▶ **Задание A**:
Выпишите из записей каждую строку, в которой встречается слово «maroon».

----- Исходный текст

Фрагментарность присутствует как конструктивный принцип во многих поздних произведениях Кузмина. «Пять разговоров и один случай» разделены на десять параграфов и три взаимосвязанные сюжетные линии; «Печка в бане» – соединение 14 прозаических миниатюр. Книга «Форель разбивает лед» выстроена, на первый взгляд, типично для Кузмина, который обыкновенно делил свои книги на разделы и циклы. Но в то же время в «Форели…» присутствует более сильная связь между стихотворениями внутри каждого раздела, что делает их чем-то средним между частями одного цикла или элементами поэм (поэтому так остры споры вокруг жанровой природы заглавного цикла книги). Переплетение раздробленных сюжетных линий встречаем и в последней пьесе Кузмина «Смерть Нерона» (1924–1929). В дневниковой записи от 20 августа 1927 года находится примечательное соотнесение процессов воспоминания и создания текстов, общим принципом которых является дискретность:

Жизнь идет маленькими уколами. Вдали играла шарманка. Уныла, но, может быть, лучше, чем гитара с балалайкой. Какая-то старина, чуть ли не Гофмановская и старый Петербург. Теплый вечер в окно, Италия утром. Луна – Александрия. Пруд, освещенный закатом – кот Мурр. Воспоминания или литература. Но это толчки.

----------
----- Предоставленные записи

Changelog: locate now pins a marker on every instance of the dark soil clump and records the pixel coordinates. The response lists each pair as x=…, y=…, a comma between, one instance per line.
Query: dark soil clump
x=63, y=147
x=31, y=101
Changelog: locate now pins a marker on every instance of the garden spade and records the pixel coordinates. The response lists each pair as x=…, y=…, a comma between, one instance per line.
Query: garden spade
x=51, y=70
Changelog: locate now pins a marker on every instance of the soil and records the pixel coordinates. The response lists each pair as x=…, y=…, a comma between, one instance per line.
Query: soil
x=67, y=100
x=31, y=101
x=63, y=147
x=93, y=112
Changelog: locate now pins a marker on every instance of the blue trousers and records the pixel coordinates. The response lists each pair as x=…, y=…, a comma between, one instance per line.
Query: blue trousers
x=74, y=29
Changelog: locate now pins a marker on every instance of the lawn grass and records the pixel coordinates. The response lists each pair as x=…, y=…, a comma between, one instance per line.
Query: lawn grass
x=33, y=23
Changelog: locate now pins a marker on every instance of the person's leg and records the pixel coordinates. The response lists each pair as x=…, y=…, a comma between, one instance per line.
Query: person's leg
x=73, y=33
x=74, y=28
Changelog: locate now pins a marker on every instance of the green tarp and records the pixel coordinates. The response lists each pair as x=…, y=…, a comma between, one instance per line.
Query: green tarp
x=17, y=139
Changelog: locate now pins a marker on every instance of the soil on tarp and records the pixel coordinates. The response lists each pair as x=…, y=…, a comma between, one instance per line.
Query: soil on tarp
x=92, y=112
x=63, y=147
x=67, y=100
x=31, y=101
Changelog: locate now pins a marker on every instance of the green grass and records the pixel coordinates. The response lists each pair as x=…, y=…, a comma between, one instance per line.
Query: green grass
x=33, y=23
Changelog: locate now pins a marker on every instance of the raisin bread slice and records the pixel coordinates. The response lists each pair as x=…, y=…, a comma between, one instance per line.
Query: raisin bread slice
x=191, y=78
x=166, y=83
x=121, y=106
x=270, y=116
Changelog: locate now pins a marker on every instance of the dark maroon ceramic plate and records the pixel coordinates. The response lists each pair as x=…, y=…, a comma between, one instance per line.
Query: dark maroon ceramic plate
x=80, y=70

----------
----- Предоставленные записи

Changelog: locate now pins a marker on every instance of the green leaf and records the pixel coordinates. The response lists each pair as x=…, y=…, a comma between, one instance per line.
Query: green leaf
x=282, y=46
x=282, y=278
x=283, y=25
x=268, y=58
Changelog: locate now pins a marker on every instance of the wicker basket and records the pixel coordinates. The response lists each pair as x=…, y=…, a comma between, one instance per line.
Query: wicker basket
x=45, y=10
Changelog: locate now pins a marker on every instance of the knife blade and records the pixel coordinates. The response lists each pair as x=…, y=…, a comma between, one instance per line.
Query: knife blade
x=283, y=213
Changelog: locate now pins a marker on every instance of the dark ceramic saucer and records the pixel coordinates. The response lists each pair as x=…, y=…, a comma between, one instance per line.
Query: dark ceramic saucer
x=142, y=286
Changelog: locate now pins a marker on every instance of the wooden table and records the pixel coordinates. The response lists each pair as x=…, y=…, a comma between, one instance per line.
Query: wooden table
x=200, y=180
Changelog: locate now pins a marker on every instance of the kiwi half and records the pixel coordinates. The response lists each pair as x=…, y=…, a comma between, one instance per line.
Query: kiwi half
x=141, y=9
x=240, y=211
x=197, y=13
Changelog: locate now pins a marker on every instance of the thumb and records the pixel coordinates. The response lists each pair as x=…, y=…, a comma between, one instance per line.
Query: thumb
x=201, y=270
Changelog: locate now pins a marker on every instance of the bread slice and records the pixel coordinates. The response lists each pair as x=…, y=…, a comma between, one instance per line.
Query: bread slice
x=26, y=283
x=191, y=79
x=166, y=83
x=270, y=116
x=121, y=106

----------

▶ **Задание B**:
Ответьте, пожалуйста, на вопросы по тексту о Кузмине:
(i) На сколько параграфов разделены «Пять разговоров и один случай»?
(ii) Какие годы указаны при пьесе «Смерть Нерона»?
(iii) Что стоит через тире после слова «Луна» в дневниковой записи?

▶ **Письменный ответ A**:
Changelog: locate now pins a marker on every instance of the dark maroon ceramic plate and records the pixel coordinates. The response lists each pair as x=…, y=…, a comma between, one instance per line.
Query: dark maroon ceramic plate

▶ **Письменный ответ B**:
(i) На десять параграфов.
(ii) 1924–1929.
(iii) Александрия.